EXTRAIT DU DOCUMENT —
━━━━

14 mars 2013

Mike Attack ! [2] : Le Cycle de Tschaï, Jack Vance


La chronique de Mike

Jack Vance...
Aaaah Jack Vance... (avec 29 « A » mais ce serait malmener vos yeux pour rien.)

Je n'irai pas par quatre chemins. Jack Vance occupe de loin, et depuis longtemps, la première marche de mon podium personnel des romanciers, tous styles et toutes époques confondus... Bon d'accord, pour être honnête, il se partage la marche avec Terry Pratchett et Michel Folco, mais je reviendrai une autre fois sur les deux autres lascars...

Quelques mots sur Jack Vance pour ceux qui ne le connaissent pas :

De son vrai nom John Holbrook Vance, il voit le jour à San Francisco en 1916. Etudiant à l'université de Berkeley, c'est là qu'il commence à taquiner la plume, en écrivant pour le Daily Californian des chroniques de Jazz, dont il est grand amateur. Puis comme la plupart des hommes de sa génération, il est mobilisé en 1942. Pour lui, ce sera la marine marchande. Grand bien lui en fit, car c'est de là que lui est venu et resté son amour du voyage et de l'exotisme, qui imprègnent toute son œuvre.

La Science Fiction Writers of America lui accorde, en 1997, la distinction honorifique de « Grand Maître ». Véritable légende (toujours) vivante, du haut de ses 96 ans, il est le lauréat de nombreux prix prestigieux parmi lesquels le Prix Hugo ou encore le Prix Edgar-Allan Poe, pour citer les plus connus. Et c'est sans rougir que d'autres grands noms de la science-fiction comme Robert Silverberg et Roger Zelazny, par exemple, annoncent que sans Jack Vance, ils n'auraient eux-mêmes pas touché à une plume de leur vie, ou tout du moins pas pour écrire avec, le reste ne nous regarde pas.

Auteur de SF en majorité, il peut tout de même se targuer d'être un peu touche à tout, car au cours de sa carrière, il aura aussi tâté de la fantasy, du policier, du thriller et même du gore. A noter, pour les intéressés, que son œuvre, longue comme un jour sans pain, a fait l'objet d'un travail titanesque de retraduction et de réédition complète achevé en 2006 et nommé V.I.E. (Vance Integral Edition). Pour en savoir plus sur la V.I.E : en anglais et en français.

━━━━

TÂCHES À RÉALISER —
a) Répondez aux questions suivantes d'après la chronique sur Jack Vance.
(i) Pour quel journal Jack Vance rédigeait-il des chroniques de jazz lorsqu'il étudiait à Berkeley ?
(ii) En quelle année la Science Fiction Writers of America lui a-t-elle décerné la distinction de « Grand Maître » ?
(iii) Sous quel nom est désigné le travail de retraduction et de réédition complète de son œuvre achevé en 2006 ?
b) Citez le passage de la chronique sur Jack Vance qui commence par « De son vrai » et se poursuit jusqu'à « toute son œuvre. ».

JEU DE DONNÉES —
━━━━

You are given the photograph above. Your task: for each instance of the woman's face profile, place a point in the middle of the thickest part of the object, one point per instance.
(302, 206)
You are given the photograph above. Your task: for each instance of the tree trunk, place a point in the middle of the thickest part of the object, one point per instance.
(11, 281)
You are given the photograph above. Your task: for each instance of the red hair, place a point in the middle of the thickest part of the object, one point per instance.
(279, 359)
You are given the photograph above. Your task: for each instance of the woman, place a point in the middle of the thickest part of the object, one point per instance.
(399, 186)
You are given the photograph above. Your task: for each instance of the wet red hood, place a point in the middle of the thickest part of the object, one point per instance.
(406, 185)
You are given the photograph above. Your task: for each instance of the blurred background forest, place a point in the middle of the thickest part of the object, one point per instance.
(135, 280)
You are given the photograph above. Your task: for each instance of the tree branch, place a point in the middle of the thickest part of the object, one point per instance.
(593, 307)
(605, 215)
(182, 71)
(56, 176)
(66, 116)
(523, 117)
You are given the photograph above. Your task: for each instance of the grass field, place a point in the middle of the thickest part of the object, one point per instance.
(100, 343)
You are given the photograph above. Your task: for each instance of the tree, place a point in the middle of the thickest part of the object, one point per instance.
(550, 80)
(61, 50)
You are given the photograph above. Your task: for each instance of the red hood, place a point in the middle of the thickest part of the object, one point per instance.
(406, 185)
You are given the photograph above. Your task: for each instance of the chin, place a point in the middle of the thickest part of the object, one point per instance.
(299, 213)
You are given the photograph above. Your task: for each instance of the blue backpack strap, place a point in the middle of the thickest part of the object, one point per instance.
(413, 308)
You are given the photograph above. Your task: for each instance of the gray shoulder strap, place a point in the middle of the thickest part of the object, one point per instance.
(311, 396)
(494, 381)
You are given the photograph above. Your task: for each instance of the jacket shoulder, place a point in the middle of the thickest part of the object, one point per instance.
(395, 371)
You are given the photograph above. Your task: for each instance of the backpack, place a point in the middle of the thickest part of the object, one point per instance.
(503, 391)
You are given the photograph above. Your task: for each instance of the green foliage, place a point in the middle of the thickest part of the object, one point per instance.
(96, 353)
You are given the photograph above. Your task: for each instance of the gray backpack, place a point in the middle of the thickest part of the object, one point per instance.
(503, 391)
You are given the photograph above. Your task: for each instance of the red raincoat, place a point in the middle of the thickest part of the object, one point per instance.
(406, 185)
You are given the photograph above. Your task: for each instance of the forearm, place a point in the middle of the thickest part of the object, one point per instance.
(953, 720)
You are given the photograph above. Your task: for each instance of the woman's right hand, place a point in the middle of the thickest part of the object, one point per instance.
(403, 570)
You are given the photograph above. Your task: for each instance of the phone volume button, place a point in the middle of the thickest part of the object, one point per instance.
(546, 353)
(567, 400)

━━━━

RÉPONSES PAR TÂCHE —
a)
(i) Le Daily Californian.
(ii) En 1997.
(iii) V.I.E. (Vance Integral Edition).

b)
De son vrai nom John Holbrook Vance, il voit le jour à San Francisco en 1916. Etudiant à l'université de Berkeley, c'est là qu'il commence à taquiner la plume, en écrivant pour le Daily Californian des chroniques de Jazz, dont il est grand amateur. Puis comme la plupart des hommes de sa génération, il est mobilisé en 1942. Pour lui, ce sera la marine marchande. Grand bien lui en fit, car c'est de là que lui est venu et resté son amour du voyage et de l'exotisme, qui imprègnent toute son œuvre.